[begin TEXT EXCERPT]

Kaluthotage (Migration)

Case

[2022] AATA 3553

5 October 2022


Kaluthotage (Migration) [2022] AATA 3553 (5 October 2022)

DECISION RECORD

DIVISION:Migration & Refugee Division

APPLICANT:  Mr Dilina Sandaruwan Perera Kaluthotage

REPRESENTATIVE:  Mrs D Chandrani Buddhipala (MARN: 9581168)

CASE NUMBER:  2202651

HOME AFFAIRS REFERENCE(S):          BCC2022/18706

MEMBER:Wendy Banfield

DATE:5 October 2022

PLACE OF DECISION:  Canberra

DECISION:The Tribunal affirms the decision to cancel the applicant’s Subclass 500 (Student) visa.

Statement made on 05 October 2022 at 3:19pm

CATCHWORDS

MIGRATION – cancellation – Student (Temporary) (Class TU) visa – Subclass 500 (Student) – member of the family unit – genuine and continuing relationship – parties separated by AVO – wife’s new relationship in Sri Lanka – applicant convicted of an offence – family violence – plans to complete studies – emotional and financial hardship – business investment in Australia – decision under review affirmed     

LEGISLATION

Migration Act 1958, ss 48, 116, 140
Migration Regulations 1994, r 2.43

STATEMENT OF DECISION AND REASONS

application for review

  1. This is an application for review of a decision dated 24 February 2022 made by a delegate of the Minister for Home Affairs to cancel the applicant’s Subclass 500 (Student) visa under s 116 of the Migration Act 1958 (Cth) (the Act).

  2. The delegate cancelled the visa under s 116(1). The issue in the present case is whether that ground for cancellation is made out, and if so, whether the visa should be cancelled.

  3. The applicant appeared before the Tribunal on 8 April 2022 and 5 August 2022 to give evidence and present arguments. The Tribunal also received oral evidence from Moneesha Alahakoonge. The Tribunal hearing was conducted with the assistance of an interpreter in the Sinhala and English languages.

  4. The applicant was represented in relation to the review. The representative attended the Tribunal hearing.

[end TEXT EXCERPT]
[begin RECORDS]

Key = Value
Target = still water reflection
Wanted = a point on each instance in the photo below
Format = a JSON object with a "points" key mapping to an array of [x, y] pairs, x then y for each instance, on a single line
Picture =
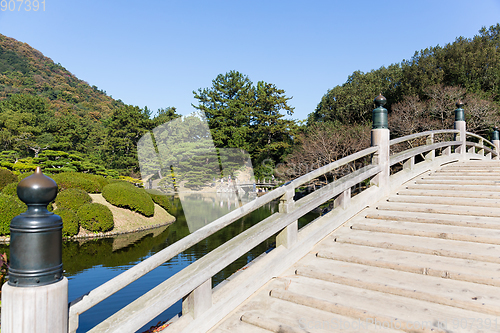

[end RECORDS]
[begin RECORDS]

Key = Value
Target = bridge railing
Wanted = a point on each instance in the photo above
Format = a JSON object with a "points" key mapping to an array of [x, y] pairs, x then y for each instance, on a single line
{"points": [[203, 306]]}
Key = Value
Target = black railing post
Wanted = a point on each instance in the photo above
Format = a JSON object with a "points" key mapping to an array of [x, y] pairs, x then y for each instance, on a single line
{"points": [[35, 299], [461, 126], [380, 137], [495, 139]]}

[end RECORDS]

WRITTEN EXERCISE 1 :: According to the tribunal decision, on which dates did the applicant appear before the Tribunal?
WRITTEN EXERCISE 2 :: Translate this sentence from the tribunal decision into French: "The Tribunal also received oral evidence from Moneesha Alahakoonge."

WORKED SOLUTION 1 :: 8 April 2022 and 5 August 2022

WORKED SOLUTION 2 :: Le Tribunal a également reçu le témoignage oral de Moneesha Alahakoonge.